::: Extrait du document :::

Les personnes suivies pour un trouble psychique sévère ont un moindre recours aux soins de prévention, en particulier aux dépistages des cancers, ainsi qu'aux spécialistes, alors que leur état de santé est moins bon que celui de la population générale. C'est ce que démontre une étude publiée dans « Questions d'économie de la santé » de l'Institut de recherche et documentation en économie de la santé (IRDES).
Plus de maladies chroniques chez les patients psys
Ce travail a comparé 319 047 individus identifiés comme étant suivis pour troubles psychiques sévères via une affection longue durée (ALD) psychiatrique en 2014 à 33 millions de Français non suivis pour ce genre de troubles mais bien identifiés dans la cartographie médicalisée.
Au terme de leur analyse, les auteures Coralie Gandré et Magali Coldefy mettent en évidence une surreprésentation des maladies chroniques chez les premiers. La prévalence des maladies du foie et du pancréas est ainsi 2,11 fois plus importante que dans le groupe témoin, celle du diabète de 1,8, celle des maladies respiratoires chroniques de 1,7, celle des accidents vasculaires cérébraux d'1,6. Sans parler des comorbidités psychiatriques et neurologiques dont la prévalence est augmentée d'un facteur 11 pour les troubles addictifs, de 7,2 pour les démences, ou encore de 4 fois pour l'épilepsie.

::: Données fournies :::

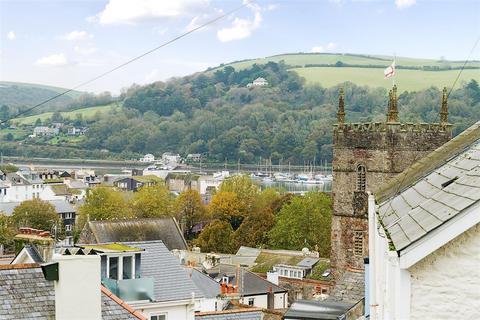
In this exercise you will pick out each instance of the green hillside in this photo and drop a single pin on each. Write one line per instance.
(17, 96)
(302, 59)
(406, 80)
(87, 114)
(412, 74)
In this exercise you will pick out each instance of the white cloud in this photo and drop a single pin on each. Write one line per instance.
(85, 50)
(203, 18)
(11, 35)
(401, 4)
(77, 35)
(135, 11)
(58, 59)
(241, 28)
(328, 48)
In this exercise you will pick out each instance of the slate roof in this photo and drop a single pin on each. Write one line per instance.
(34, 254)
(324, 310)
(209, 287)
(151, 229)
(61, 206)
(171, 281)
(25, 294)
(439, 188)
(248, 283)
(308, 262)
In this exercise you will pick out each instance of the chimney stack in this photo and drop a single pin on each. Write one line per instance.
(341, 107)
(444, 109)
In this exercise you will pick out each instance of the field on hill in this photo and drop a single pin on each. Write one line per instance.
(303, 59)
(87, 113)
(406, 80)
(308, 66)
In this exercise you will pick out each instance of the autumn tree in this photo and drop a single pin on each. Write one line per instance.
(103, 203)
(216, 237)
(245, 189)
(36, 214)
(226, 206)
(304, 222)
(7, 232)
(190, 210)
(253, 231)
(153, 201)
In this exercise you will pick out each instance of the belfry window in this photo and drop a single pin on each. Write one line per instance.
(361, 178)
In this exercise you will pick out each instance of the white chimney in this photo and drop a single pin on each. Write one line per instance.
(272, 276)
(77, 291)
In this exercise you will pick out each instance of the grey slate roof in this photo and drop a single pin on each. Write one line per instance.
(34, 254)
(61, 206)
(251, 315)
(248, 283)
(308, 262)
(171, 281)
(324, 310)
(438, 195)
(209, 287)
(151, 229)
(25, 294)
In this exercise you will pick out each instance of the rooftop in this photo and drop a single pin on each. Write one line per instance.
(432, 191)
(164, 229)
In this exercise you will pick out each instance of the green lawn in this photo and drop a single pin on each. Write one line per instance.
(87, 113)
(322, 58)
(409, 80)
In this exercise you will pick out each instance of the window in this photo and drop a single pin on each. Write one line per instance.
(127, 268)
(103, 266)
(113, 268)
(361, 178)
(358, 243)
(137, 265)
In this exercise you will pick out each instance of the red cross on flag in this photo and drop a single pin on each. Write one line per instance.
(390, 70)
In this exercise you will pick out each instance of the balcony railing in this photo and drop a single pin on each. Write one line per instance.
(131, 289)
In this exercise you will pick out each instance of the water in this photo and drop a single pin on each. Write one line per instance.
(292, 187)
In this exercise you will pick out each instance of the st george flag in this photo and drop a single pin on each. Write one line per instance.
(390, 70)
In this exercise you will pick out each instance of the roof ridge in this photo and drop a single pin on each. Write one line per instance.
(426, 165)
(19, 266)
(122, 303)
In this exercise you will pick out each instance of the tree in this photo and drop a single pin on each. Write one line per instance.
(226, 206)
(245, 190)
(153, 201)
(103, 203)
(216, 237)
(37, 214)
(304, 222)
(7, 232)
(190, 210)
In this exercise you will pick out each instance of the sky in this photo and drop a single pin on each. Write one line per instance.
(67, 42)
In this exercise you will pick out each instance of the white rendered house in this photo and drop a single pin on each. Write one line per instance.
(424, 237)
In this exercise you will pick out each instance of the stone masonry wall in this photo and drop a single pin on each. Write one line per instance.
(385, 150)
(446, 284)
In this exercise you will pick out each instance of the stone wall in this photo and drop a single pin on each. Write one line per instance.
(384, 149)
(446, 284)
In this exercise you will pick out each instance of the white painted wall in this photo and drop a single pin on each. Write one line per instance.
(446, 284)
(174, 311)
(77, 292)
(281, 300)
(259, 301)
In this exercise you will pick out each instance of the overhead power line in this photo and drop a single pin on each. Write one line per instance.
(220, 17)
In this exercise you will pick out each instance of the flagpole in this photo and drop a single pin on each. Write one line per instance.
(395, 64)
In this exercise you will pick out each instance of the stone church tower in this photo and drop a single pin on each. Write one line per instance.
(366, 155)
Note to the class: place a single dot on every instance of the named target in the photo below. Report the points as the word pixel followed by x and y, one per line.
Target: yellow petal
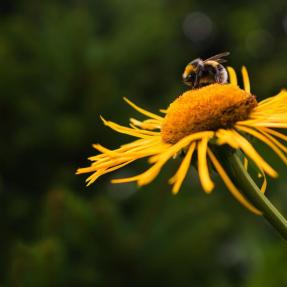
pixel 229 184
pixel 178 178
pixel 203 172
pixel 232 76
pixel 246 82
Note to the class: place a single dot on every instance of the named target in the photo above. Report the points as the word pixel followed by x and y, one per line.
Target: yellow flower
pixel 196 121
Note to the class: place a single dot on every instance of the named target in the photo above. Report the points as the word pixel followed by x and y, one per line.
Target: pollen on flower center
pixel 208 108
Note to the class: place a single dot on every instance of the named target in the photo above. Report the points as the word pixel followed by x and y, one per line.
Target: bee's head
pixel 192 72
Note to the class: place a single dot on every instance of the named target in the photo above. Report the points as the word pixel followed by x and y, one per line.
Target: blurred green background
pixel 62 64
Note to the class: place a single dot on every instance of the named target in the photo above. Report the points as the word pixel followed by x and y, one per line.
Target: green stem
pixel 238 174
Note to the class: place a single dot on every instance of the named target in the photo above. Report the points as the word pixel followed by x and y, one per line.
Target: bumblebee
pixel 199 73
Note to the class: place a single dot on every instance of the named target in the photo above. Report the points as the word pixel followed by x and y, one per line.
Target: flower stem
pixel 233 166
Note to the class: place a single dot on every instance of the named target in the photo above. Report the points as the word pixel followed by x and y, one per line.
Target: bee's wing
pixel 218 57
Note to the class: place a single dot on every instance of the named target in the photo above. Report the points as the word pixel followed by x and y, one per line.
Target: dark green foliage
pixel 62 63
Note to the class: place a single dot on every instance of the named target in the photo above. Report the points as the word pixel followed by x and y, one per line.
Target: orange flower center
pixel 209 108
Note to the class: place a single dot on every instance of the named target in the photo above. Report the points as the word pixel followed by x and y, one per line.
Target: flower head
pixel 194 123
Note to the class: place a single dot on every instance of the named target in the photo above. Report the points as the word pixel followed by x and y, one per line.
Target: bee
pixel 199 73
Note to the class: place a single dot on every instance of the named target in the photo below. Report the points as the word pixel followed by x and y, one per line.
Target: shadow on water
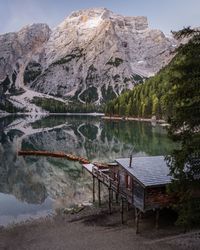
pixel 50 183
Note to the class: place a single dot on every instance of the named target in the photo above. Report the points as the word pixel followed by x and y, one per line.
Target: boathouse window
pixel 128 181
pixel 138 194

:::

> **Tâche à réaliser 1**: Résumez l'extrait du document en deux phrases.
> **Tâche à réaliser 2**: Traduisez en anglais la phrase suivante de l'extrait du document : « Au terme de leur analyse, les auteures Coralie Gandré et Magali Coldefy mettent en évidence une surreprésentation des maladies chroniques chez les premiers. »
> **Tâche à réaliser 3**: Renvoyez sans aucune modification le passage de l'extrait du document qui commence par les mots contenant « Les personnes suivies » et se termine par « la santé (IRDES). ».

> **Zone de réponse 1**: Selon une étude de l'IRDES, les personnes suivies pour un trouble psychique sévère ont moins recours aux soins de prévention, notamment aux dépistages des cancers, ainsi qu'aux spécialistes, alors que leur état de santé est moins bon que celui de la population générale. En comparant 319 047 personnes en ALD psychiatrique en 2014 à 33 millions de Français non suivis pour ce genre de troubles, les auteures Coralie Gandré et Magali Coldefy constatent chez les premières une surreprésentation des maladies chroniques, ainsi qu'une prévalence accrue des comorbidités psychiatriques et neurologiques.

> **Zone de réponse 2**: At the end of their analysis, the authors Coralie Gandré and Magali Coldefy highlight an overrepresentation of chronic diseases among the former.

> **Zone de réponse 3**:
Les personnes suivies pour un trouble psychique sévère ont un moindre recours aux soins de prévention, en particulier aux dépistages des cancers, ainsi qu'aux spécialistes, alors que leur état de santé est moins bon que celui de la population générale. C'est ce que démontre une étude publiée dans « Questions d'économie de la santé » de l'Institut de recherche et documentation en économie de la santé (IRDES).